# WHAT YOU NEED TO DO
Give back exactly the lines from the one containing "Return one point per instance of the otter fur" through the end of the records, including both, and no others.

(Records from a point labeling set)
- - -

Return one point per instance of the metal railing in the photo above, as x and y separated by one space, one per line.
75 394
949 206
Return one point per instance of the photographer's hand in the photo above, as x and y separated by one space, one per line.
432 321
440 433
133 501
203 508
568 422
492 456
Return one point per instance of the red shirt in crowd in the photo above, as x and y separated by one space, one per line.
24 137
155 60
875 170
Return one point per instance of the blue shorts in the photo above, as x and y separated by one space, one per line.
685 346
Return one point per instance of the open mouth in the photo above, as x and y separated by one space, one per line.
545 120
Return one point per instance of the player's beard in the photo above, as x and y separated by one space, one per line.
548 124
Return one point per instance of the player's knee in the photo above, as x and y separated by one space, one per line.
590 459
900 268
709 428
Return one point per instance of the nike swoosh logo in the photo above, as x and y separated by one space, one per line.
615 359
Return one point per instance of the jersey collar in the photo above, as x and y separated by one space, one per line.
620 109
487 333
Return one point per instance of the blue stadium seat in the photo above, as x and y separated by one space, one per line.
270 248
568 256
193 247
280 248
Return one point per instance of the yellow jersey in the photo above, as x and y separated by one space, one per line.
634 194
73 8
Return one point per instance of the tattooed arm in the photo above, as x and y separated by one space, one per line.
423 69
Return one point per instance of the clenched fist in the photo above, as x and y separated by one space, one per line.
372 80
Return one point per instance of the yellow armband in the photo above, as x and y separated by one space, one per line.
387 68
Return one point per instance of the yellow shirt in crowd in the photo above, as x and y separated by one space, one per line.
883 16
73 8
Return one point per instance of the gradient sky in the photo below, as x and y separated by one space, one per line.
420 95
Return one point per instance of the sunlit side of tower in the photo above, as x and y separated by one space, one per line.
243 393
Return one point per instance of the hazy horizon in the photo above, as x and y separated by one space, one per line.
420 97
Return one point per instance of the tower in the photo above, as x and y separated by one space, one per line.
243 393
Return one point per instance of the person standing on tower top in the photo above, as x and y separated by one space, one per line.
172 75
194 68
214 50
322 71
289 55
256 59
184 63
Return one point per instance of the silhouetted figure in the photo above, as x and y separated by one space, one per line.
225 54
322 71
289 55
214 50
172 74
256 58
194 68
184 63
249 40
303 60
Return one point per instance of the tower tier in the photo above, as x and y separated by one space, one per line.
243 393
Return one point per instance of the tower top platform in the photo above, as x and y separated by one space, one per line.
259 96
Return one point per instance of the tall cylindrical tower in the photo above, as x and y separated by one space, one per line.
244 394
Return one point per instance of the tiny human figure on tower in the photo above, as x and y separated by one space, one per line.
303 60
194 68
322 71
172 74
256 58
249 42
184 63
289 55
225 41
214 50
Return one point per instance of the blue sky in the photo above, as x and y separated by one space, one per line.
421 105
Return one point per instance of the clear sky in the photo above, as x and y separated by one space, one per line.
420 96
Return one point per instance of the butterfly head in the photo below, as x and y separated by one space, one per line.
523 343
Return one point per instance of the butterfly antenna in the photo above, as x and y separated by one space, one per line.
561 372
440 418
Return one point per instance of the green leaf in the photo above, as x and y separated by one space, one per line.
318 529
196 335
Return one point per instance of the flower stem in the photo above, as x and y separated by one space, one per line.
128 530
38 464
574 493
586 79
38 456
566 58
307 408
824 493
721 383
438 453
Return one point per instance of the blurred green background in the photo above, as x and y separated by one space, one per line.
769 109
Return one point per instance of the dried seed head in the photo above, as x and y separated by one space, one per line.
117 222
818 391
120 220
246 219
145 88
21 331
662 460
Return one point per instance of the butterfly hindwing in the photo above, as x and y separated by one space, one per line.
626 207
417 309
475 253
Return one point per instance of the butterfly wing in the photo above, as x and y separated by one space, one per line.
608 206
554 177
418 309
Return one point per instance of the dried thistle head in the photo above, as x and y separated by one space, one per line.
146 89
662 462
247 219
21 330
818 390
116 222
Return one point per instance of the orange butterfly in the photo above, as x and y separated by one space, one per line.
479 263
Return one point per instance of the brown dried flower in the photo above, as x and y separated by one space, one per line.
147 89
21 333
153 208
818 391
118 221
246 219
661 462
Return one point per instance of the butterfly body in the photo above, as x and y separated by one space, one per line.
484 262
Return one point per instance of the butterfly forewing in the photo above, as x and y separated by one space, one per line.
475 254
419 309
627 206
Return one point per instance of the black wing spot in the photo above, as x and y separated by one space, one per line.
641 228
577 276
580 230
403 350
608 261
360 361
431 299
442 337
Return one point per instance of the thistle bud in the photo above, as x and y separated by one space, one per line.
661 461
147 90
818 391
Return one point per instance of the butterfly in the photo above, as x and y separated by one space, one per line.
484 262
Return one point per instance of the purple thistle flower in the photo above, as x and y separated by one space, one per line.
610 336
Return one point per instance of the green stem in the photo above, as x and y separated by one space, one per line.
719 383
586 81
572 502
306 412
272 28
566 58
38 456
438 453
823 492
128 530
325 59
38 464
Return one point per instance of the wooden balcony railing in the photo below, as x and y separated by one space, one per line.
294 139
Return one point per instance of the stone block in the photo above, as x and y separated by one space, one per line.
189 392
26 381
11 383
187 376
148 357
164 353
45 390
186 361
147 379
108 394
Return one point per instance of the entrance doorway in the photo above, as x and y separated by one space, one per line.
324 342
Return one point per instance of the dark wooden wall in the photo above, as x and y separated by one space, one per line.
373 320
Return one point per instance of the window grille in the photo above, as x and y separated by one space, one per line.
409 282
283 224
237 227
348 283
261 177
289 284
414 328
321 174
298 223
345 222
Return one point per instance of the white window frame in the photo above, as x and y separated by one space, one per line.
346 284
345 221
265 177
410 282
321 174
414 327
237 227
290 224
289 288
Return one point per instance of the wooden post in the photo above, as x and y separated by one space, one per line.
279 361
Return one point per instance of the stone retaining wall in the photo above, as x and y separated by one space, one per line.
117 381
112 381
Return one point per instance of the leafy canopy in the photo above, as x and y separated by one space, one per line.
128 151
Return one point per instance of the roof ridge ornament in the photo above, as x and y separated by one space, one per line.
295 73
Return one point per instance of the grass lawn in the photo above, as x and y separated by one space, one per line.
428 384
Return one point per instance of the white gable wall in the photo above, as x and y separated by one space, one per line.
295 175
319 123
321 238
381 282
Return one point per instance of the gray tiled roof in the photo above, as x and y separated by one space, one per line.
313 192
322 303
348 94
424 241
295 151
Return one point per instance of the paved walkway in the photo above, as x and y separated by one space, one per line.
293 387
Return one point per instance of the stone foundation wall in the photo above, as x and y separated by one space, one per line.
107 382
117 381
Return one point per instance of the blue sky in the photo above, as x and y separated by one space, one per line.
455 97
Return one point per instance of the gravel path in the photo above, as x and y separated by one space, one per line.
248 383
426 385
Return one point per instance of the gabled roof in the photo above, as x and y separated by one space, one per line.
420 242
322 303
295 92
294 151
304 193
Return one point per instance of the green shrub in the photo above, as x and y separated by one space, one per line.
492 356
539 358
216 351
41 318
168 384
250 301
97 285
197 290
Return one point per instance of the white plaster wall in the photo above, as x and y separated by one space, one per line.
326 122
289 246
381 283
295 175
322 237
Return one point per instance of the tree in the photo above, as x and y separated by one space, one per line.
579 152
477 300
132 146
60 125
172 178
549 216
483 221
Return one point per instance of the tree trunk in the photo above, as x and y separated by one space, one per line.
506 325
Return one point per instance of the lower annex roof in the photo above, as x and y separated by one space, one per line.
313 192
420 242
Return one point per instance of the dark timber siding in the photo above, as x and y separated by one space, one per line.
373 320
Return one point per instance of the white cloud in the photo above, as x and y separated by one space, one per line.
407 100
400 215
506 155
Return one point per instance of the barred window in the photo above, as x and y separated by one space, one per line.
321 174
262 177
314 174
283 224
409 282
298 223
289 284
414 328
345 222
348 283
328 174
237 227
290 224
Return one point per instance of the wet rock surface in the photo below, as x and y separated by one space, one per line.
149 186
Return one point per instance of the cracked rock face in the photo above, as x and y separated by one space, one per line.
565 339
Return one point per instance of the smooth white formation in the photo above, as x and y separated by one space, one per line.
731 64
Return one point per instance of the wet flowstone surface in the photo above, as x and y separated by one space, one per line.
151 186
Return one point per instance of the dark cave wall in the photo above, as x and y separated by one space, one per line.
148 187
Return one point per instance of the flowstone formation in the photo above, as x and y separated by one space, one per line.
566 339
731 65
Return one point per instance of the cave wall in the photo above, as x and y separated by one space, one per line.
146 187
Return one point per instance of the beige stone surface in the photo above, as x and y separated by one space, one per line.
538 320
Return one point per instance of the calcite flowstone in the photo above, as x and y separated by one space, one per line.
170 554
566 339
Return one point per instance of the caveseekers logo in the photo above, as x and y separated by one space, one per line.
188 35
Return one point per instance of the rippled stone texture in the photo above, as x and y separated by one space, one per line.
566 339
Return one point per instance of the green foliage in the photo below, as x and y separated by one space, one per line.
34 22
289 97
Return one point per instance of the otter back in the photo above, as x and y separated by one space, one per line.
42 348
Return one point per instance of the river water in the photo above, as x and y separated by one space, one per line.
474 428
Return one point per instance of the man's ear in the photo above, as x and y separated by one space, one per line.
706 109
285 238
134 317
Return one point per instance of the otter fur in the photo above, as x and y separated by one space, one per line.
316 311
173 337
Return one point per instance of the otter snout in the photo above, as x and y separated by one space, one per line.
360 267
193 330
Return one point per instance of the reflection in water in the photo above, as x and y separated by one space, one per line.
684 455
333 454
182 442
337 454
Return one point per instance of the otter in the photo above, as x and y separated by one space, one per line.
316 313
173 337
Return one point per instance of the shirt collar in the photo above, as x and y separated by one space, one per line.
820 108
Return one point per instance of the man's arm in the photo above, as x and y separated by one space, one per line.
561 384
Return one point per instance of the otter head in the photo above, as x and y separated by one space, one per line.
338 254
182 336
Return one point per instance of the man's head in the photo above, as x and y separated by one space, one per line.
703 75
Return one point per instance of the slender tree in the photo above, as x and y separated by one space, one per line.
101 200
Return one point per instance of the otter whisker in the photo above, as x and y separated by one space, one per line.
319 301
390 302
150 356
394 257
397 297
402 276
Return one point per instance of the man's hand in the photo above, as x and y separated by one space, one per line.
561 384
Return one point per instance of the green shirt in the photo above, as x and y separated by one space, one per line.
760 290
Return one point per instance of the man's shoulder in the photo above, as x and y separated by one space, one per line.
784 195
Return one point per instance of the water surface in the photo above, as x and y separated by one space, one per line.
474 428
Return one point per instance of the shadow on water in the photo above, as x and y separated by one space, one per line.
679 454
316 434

- - -

# IN RESPONSE
Return one point per instance of the otter fur in the photo above, as x and y separated by one space, one per line.
316 311
173 337
Return one point per instance of the otter snout in the photo above, as x and y separated by one space, one per line.
360 267
193 330
Return one point per instance of the reflection in water in the photo above, as x and y separated by one space, one per line.
684 455
333 454
182 442
337 454
Return one point per instance of the otter in the photo above, as x and y separated by one space, one per line.
316 313
173 337
Return one point per instance of the shirt collar in the photo above, as x and y separated by one space, one per line.
820 108
Return one point per instance of the man's arm in the photo above, as x and y separated by one space, one per line.
561 384
Return one point per instance of the otter head in the photo above, as x and y separated by one space, one per line.
338 254
182 336
Return one point per instance of the man's head in the photo above, as x and y separated by one space, one per line.
703 75
Return one point per instance of the slender tree in the photo above, as x and y separated by one space, one per line.
101 200
Return one point per instance of the otter whisker in the photo above, as x and y separated by one space, one per line.
319 301
390 302
150 356
394 257
397 297
402 276
Return one point per instance of the man's hand in the photo above, as x and y separated by one space, one per line.
561 384
Return one point per instance of the green shirt in the photo above, as x and y separated by one space, one per line.
760 290
Return one point per instance of the man's shoulder in the photo above, as x and y separated by one space, one per line.
784 195
Return one point per instance of the water surface in the photo above, as x and y separated by one space, one per line.
474 428
Return one point per instance of the shadow on water in the photo above, as x and y separated by one space, one per line.
679 454
316 434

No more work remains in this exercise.